> Brief: Exactly the lines from the one containing "Q: Mark a point on every instance of the dress" through the final line of the listing are to be retyped, and nothing more.

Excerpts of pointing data
========

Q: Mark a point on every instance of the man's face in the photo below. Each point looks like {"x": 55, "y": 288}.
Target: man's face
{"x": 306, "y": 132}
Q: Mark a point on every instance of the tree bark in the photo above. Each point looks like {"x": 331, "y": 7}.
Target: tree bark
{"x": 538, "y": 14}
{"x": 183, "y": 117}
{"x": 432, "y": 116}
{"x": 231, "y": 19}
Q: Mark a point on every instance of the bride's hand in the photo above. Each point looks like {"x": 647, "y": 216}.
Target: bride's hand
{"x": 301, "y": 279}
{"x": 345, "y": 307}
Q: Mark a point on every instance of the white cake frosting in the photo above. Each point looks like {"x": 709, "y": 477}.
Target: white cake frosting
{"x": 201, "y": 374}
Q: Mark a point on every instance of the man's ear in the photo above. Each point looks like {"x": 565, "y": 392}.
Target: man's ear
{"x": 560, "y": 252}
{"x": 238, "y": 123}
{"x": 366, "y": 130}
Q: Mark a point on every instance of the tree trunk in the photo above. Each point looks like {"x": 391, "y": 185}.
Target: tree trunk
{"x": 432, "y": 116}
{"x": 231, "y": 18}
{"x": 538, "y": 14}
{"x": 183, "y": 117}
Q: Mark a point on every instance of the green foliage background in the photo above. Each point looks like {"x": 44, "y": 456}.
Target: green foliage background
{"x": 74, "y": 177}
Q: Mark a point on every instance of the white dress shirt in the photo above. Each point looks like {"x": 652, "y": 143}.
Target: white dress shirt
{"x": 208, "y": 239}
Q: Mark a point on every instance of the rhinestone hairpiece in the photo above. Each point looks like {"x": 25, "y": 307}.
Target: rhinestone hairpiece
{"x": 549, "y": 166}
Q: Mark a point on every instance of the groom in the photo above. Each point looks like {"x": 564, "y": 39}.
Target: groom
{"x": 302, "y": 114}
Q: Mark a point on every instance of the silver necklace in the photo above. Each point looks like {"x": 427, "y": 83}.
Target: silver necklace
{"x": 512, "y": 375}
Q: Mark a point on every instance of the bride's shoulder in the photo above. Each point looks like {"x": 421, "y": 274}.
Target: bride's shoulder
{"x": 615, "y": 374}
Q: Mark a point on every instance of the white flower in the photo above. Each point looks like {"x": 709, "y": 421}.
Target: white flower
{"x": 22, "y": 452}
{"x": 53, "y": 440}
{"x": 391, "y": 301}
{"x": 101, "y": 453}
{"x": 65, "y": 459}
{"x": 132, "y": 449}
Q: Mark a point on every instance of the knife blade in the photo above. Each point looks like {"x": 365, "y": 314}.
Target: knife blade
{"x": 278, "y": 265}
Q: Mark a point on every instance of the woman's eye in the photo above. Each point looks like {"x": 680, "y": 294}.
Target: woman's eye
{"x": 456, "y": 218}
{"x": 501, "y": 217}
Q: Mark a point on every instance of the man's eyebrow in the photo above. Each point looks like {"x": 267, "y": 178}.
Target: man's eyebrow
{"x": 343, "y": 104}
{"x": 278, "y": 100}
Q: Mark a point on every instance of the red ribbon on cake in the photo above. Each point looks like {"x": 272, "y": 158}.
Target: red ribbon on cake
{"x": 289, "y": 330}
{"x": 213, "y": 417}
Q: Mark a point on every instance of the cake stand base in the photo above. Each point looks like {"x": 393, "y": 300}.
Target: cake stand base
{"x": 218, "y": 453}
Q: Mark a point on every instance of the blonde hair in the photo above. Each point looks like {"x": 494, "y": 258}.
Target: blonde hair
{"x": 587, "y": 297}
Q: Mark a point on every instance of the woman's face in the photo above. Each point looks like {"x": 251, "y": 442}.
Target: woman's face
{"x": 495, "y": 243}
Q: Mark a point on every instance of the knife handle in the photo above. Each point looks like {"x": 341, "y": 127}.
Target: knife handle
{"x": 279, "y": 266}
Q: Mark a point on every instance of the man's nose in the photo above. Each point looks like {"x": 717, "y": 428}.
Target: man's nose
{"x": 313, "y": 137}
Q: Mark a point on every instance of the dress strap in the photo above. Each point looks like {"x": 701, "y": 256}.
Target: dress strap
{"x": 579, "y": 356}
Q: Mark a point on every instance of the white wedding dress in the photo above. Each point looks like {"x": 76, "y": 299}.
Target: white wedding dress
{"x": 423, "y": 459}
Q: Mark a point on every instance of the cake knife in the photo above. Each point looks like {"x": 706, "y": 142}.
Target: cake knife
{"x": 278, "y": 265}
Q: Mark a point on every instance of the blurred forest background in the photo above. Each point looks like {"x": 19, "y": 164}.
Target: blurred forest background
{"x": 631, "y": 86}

========

> Complete output:
Q: Mark a point on every instance of the dress strap in the photo above. Each point looks like {"x": 701, "y": 256}.
Target: dress strap
{"x": 579, "y": 356}
Q: Mark a point on every instance of the white wedding dress in the photo above. Each point looks like {"x": 76, "y": 299}.
Target: white wedding dress
{"x": 423, "y": 459}
Q: Mark a point on every instance of the cake knife in the photo above. Each point looks like {"x": 706, "y": 142}.
Target: cake knife
{"x": 278, "y": 265}
Q: Mark a point on every instance of the blurred forest background in the photo above. Each point looks like {"x": 19, "y": 164}.
Target: blurred forest background
{"x": 631, "y": 86}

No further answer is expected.